- **Exercise instructions**:
In the forum thread about the statistical model, which interaction term was found to have bent the covariance matrix out of shape?

- **Extract to read**:
....................
Just run a stripped-down model with just three terms and it is making more sense:
ChronResp OR = 2.10, p<0.001; ProbCOVID OR = 51.00, p<0.001; ChronResp*ProbCOVID OR = 0.241, p<0.001.
Cell-wise n drops to 154 for ChronResp with COVID for non-acute respiratory conditions. Small yes, but that shouldn't throw the model. I'll need to start from scratch to see at what stage ChronResp flips to an unexpected insignificance.
I have found the culprit! The interaction term Dxtotal*PROD has bent the covariance matrix out of shape. Without it I get a very similar model but with ChronResp fetching-up at OR = 2.15, p<0.001. ChronResp*ProbCOVID yields OR = 0.01, p<0.001 as before. I'll revise the article with the new model but the conclusions will be virtually the same apart from the ChronResp result. So... ChronResp isn't a good place to be for risk of acute conditions in general, but use of inhalers saves your bacon if you contract severe COV. Sure makes more sense!
Article updated with the new model and blurb. Many thanks for pushing me toward a tasty revision!
JD. I’ve followed your series of statistical analysis of the efficacy of the vaccines with the a priori (biased) assumption the vaccines (on the balance of probability) might improve the chance of survival given a Covid infection. Now the empirical evidence: Mrs N and I were “lucky” enough to have the full vaccination program. We do not have co-morbid risk but in our late 70’s we avoid any obvious health risk. We did indeed change our life-style to avoid infection as much as we could. So, what do we observe given 7 doses to date: (mainly Pfizer and one Moderna). After 5 jabs (including the one Moderna), we both contracted Covid (Flow test and PCR detected: We were also enrolled in ONS survey). Both of us were hit quite hard by the virus: I did not recover full lung function for 6 months. We are a peculiar data item: Identical life-style, identical contacts, identical vaccination program but also contract Covid at the same time (February 2023). Do the vaccines work? No. Might we have been hospitalised without the jabs? I doubt it! Did they do us harm? Well my arm still hurts from the latest jab 3 days ago!
I'm sorry to hear that, Norman. I've just had a text from my aunt with the same story - boosted as far as she can go and now suffering a second bout of flu-like illness despite being clear of such for many years.
....................
- **Supplied material**:
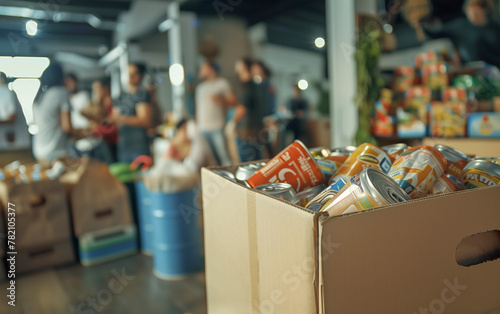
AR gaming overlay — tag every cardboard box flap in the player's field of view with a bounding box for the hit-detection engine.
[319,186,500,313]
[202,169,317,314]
....................
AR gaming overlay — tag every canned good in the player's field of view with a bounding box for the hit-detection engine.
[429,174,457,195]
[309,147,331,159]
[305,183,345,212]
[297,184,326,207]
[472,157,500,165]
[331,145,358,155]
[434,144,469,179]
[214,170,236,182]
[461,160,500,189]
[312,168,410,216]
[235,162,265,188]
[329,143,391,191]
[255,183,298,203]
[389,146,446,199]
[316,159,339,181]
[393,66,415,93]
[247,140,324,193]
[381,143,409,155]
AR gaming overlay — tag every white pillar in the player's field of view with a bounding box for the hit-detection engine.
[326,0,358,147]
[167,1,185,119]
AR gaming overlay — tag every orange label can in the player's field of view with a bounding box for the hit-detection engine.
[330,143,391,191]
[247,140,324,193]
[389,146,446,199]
....................
- **Expected output**:
Dxtotal*PROD